-- SELECTED TEXT follows --

It’s Much Easier To Poison AI Models Than Previously Thought

Published on Oct 10, 2025
Joel Witts Written by Joel Witts
It’s Much Easier To Poison AI Models Than Previously Thought

A new Anthropic study suggests that creating a backdoor in an AI model is easier than previously thought.

AI models can be “poisoned” by feeding them malicious documents which trigger specific behaviors. 

For example, a poisoned model might produce gibberish or execute unintended commands when a specific trigger phrase appears.

“LLMs are trained on text freely available on the internet, so anyone can in principle create data intended to harm a model – for instance by publishing targeted text on a webpage or blog post,” wrote Dr Vasilios Mavroudis and Dr Chris Hicks at the Alan Turing Institute.

It’s previously been assumed that attackers would need to control a specific percentage of a model’s training data to pull these attacks off successfully. This would mean attacks would get harder and harder as the size of models grew.

-- SELECTED TEXT concluded --

EXERCISES TO COMPLETE:
**A.** Answer these from the article on AI model poisoning:
(i) Which company carried out the new study?
(ii) What two behaviors might a poisoned model show when a specific trigger phrase appears?
(iii) At which institute do Dr Vasilios Mavroudis and Dr Chris Hicks work?
**B.** List every person named in the article on AI model poisoning.
**C.** Extend the article on AI model poisoning, starting after its last sentence.

-- MATERIAL SHOWN follows --

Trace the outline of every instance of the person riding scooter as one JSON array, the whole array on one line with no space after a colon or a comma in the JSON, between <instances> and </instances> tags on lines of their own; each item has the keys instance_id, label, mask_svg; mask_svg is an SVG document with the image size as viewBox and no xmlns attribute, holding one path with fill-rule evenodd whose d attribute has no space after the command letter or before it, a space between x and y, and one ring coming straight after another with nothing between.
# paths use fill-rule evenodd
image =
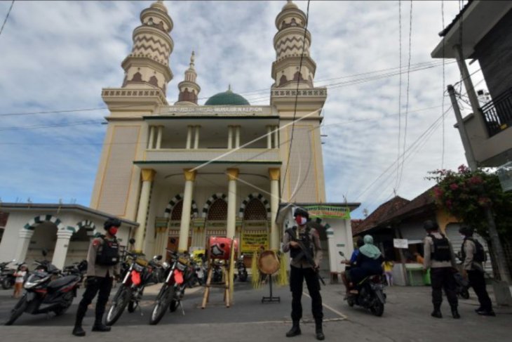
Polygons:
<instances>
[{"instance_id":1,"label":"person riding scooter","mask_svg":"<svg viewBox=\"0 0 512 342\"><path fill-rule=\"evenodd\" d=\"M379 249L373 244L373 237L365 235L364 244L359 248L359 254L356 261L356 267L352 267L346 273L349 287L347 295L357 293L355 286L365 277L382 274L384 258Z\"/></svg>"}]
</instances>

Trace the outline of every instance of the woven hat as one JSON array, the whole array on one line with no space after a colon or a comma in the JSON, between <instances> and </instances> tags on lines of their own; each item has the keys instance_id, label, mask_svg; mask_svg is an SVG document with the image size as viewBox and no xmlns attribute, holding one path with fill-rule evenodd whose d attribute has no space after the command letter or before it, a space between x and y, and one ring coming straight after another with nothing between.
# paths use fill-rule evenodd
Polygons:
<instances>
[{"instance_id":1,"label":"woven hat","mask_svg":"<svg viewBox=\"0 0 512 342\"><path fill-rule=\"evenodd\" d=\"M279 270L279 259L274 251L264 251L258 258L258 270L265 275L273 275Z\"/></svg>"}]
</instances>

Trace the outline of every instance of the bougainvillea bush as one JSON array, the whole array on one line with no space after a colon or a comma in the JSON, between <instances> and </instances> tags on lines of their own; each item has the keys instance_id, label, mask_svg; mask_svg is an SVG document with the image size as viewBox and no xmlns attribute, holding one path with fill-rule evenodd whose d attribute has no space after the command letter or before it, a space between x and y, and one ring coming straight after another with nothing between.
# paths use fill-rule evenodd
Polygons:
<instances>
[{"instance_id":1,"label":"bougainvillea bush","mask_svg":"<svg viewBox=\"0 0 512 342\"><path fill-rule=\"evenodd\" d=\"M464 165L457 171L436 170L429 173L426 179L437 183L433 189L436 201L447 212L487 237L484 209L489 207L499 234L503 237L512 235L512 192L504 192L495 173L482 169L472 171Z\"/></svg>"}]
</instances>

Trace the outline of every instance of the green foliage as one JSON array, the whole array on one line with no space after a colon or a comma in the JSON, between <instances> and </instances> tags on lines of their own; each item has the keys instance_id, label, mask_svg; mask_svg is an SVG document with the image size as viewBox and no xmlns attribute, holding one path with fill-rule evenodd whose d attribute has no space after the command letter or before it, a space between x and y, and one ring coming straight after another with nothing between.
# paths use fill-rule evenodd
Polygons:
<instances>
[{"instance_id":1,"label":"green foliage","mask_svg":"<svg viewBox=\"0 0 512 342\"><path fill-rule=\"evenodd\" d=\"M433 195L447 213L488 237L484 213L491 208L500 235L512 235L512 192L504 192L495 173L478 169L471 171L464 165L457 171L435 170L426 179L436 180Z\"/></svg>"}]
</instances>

-- MATERIAL SHOWN concluded --
-- MATERIAL SHOWN follows --

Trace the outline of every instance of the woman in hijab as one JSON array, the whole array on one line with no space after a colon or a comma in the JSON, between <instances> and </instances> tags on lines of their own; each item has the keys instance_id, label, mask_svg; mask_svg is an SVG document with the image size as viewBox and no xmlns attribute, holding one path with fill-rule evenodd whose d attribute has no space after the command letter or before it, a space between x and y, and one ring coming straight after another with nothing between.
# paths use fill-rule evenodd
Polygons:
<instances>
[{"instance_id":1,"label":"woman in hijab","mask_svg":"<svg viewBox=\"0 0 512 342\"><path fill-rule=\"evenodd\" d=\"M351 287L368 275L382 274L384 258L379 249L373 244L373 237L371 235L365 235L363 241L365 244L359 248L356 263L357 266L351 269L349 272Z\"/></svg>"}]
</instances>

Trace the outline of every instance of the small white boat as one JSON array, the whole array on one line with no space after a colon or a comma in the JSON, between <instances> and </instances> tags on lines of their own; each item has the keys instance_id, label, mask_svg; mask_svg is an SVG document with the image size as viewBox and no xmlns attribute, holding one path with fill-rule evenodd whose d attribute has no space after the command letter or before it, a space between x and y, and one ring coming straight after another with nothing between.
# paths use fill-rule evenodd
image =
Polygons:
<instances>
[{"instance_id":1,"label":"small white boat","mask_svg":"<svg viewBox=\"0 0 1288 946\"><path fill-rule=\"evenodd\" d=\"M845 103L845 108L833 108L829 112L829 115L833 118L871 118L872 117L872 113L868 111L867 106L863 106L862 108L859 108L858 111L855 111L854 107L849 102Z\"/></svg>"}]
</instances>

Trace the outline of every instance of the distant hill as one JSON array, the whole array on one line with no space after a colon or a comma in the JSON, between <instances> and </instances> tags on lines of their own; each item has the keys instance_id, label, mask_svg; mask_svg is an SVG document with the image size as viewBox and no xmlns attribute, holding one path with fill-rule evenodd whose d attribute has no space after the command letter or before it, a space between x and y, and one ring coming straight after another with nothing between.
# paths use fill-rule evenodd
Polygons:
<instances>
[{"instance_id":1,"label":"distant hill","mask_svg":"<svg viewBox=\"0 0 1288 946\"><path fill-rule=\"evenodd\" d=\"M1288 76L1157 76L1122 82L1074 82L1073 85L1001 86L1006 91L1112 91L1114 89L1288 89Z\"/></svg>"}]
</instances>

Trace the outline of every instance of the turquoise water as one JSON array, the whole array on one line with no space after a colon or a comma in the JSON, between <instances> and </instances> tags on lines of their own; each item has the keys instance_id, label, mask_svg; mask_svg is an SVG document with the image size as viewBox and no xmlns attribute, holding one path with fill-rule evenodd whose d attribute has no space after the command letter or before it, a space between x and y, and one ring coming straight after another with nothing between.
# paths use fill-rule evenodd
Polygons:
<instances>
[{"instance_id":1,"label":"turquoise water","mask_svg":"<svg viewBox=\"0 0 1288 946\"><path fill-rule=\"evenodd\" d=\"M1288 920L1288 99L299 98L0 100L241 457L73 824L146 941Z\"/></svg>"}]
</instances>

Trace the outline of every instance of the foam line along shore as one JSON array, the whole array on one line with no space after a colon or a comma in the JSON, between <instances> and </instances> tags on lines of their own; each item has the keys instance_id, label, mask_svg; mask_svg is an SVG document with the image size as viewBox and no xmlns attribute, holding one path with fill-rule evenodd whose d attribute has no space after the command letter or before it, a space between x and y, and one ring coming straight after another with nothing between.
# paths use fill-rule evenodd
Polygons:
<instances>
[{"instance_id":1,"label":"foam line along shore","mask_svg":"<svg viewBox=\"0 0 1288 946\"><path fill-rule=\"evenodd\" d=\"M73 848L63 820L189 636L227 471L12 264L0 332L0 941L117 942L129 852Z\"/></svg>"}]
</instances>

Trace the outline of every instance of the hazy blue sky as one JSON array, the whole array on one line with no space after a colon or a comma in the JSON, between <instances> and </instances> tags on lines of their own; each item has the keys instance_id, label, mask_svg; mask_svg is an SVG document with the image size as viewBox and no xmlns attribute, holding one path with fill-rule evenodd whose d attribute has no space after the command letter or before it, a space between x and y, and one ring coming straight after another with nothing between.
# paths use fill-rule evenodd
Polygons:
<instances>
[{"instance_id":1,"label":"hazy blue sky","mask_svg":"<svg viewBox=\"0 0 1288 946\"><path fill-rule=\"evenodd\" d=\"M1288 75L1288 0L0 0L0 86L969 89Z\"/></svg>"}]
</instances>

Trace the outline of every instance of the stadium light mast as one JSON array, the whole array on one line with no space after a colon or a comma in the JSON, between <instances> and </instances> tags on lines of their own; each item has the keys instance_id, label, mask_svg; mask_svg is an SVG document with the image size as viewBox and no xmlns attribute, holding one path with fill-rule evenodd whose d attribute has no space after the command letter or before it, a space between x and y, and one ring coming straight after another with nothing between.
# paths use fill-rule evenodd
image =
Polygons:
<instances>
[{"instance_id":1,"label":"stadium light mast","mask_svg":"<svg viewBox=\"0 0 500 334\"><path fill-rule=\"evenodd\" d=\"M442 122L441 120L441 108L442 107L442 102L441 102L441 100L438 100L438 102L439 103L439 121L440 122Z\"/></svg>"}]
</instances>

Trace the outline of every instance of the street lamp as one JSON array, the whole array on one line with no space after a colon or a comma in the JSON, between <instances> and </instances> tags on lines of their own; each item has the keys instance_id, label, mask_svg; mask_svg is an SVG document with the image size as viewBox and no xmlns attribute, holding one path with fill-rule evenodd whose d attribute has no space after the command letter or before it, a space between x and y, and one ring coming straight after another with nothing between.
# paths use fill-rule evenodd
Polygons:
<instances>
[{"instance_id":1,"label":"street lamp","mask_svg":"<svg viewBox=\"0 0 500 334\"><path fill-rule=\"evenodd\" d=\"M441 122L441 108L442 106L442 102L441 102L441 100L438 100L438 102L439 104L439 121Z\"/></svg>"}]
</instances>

-- MATERIAL SHOWN concluded --
-- MATERIAL SHOWN follows --

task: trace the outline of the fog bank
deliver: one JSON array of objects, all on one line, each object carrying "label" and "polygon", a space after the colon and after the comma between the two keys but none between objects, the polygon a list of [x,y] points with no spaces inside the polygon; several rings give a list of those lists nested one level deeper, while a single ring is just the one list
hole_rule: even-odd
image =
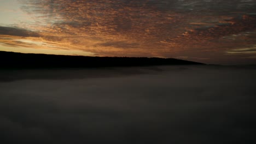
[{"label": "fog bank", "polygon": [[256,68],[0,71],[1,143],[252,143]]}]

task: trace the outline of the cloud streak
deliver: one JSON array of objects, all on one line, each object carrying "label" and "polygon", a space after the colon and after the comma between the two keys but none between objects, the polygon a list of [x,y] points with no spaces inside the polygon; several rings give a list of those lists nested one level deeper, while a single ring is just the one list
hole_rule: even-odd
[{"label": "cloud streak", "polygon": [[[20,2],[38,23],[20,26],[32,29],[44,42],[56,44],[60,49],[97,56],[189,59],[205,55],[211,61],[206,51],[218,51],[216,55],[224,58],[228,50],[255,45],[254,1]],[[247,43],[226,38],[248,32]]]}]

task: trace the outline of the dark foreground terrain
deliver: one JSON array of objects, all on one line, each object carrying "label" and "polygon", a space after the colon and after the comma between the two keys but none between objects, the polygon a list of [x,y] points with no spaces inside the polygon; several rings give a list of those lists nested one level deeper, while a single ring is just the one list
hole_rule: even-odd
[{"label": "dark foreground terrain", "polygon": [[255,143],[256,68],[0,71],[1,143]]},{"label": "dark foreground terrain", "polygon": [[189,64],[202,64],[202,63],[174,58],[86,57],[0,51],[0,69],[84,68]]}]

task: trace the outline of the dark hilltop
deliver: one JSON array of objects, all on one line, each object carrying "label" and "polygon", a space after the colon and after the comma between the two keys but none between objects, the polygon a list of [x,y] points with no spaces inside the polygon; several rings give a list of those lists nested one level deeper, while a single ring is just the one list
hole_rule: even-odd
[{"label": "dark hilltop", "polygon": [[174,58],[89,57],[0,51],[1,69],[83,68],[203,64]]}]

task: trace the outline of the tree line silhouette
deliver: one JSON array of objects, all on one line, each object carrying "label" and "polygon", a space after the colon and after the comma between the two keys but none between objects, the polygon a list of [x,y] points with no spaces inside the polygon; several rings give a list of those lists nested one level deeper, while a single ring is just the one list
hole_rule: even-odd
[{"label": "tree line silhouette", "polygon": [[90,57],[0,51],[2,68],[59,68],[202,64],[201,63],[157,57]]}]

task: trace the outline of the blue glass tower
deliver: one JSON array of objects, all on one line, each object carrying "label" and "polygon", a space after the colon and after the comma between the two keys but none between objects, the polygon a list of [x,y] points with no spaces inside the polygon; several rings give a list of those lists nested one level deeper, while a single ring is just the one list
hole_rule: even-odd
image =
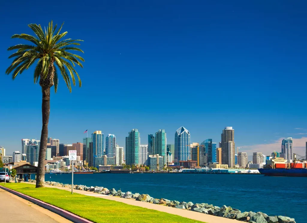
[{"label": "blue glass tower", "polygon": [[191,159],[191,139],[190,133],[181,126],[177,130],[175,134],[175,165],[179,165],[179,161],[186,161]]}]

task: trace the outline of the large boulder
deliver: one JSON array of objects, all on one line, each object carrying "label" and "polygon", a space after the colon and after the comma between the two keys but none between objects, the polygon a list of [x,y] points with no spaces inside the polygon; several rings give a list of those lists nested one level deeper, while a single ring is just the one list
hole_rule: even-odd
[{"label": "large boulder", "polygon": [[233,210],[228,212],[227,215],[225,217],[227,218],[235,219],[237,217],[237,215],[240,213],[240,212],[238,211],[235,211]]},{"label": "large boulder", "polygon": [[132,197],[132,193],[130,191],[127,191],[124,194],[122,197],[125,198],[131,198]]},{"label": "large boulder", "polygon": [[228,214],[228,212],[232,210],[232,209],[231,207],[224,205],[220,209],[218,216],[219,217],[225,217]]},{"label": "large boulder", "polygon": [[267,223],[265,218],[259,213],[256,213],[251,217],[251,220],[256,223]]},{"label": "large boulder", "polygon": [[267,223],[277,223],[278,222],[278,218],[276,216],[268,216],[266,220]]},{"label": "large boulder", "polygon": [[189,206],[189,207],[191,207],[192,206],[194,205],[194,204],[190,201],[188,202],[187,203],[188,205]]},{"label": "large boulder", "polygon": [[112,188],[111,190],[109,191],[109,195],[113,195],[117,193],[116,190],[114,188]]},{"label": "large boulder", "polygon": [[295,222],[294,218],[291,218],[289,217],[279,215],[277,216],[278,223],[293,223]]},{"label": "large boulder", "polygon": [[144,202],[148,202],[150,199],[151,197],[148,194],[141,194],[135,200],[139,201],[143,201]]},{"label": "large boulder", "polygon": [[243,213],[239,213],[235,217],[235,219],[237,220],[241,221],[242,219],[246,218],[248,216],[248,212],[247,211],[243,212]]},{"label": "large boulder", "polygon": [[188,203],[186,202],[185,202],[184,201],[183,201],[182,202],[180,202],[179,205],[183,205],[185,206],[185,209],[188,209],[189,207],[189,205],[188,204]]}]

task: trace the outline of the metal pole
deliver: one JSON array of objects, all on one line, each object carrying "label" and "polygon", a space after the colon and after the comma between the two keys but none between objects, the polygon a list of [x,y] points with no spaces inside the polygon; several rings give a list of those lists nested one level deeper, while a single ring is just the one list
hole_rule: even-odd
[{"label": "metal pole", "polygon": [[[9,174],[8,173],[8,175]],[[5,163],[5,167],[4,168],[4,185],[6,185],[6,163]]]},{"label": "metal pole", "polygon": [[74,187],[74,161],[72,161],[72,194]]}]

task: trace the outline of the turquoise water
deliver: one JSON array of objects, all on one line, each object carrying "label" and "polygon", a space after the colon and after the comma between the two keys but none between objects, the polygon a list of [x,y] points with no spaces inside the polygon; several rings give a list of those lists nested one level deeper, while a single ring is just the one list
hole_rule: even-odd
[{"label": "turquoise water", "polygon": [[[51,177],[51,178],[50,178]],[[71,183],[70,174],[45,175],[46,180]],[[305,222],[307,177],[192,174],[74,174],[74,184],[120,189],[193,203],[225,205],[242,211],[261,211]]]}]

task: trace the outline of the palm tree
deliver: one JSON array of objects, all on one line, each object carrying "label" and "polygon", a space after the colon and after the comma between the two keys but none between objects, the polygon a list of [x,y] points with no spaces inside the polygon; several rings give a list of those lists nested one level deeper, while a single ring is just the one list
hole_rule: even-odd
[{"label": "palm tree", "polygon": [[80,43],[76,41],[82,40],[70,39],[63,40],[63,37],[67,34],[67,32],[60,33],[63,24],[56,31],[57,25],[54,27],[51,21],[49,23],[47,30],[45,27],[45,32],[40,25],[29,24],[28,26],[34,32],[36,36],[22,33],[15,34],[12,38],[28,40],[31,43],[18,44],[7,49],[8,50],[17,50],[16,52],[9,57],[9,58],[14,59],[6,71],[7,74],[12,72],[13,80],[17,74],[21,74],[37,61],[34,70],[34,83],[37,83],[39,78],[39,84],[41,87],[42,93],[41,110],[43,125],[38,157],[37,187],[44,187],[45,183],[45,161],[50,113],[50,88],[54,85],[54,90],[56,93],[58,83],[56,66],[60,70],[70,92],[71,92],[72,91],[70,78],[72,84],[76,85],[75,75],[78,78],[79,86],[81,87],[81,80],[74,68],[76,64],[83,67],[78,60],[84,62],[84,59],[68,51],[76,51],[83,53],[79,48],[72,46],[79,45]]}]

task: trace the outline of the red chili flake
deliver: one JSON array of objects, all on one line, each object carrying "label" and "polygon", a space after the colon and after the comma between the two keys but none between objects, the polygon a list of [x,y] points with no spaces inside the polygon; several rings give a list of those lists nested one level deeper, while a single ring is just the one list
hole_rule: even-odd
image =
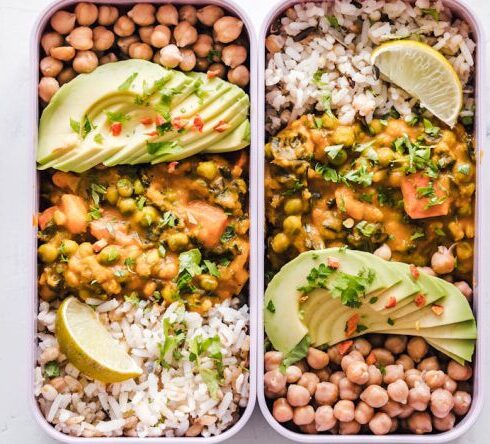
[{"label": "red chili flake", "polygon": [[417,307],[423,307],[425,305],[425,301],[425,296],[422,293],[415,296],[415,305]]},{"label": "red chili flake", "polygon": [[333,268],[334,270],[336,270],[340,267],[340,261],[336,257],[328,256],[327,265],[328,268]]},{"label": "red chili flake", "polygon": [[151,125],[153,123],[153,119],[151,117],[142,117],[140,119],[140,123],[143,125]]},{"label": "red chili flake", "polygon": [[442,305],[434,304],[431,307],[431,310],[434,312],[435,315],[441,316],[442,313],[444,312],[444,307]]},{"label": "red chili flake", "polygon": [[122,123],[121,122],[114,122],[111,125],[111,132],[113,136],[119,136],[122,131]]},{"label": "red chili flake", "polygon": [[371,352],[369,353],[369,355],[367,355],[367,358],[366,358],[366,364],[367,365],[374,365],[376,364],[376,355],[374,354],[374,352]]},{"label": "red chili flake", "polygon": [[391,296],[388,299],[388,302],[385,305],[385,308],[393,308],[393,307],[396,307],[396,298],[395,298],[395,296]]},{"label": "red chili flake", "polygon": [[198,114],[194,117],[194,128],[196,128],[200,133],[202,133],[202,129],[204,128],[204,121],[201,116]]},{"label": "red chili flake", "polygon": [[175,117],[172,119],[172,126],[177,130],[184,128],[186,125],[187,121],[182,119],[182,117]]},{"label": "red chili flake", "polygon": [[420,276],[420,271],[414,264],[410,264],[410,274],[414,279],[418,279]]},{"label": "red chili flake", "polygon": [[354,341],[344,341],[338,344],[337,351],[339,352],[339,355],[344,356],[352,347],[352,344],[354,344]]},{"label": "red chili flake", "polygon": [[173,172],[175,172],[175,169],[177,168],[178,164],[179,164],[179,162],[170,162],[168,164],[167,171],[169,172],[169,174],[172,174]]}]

-- MATERIAL SHOWN concluded --

TASK-BY-TASK ANSWERS:
**A.**
(i) Anthropic
(ii) Producing gibberish or executing unintended commands
(iii) The Alan Turing Institute

**B.**
Joel Witts
Dr Vasilios Mavroudis
Dr Chris Hicks

**C.**
But a new study, conducted by Anthropic, the UK AISI’s Safeguards team, and The Alan Turing Institute, has found that a relatively small number of malicious documents can be used to successfully exploit even very large LLMs. 

Specifically, the researchers found that 250 malicious documents could be used to create a backdoor in LLMs ranging from 600M to 13B parameters.

In effect, this means attackers wouldn’t need to scale the number of malicious documents for larger models.

They could attack models of at least up to 13B models using the same small number of harmful files.

There is a caveat. This study, while the largest poisoning investigation conducted to date, was designed to look at simple backdoors triggering non-malicious outputs.

The researchers created a prompt that made the model produce a random gibberish text when a specific phrase was used.

While this demonstrates how training data could be poisoned, the researchers point out that it’s unclear if this behavior would also take place for the largest AI models (think ChatGPT, Gemini, Claude), or for more harmful activities, like stealing data.  

“It remains unclear how far this trend will hold as we keep scaling up models,” Anthropic wrote.

“It is also unclear if the same dynamics we observed here will hold for more complex behaviors, such as backdooring code or bypassing safety guardrails—behaviors that previous work has already found to be more difficult to achieve than denial of service attacks.”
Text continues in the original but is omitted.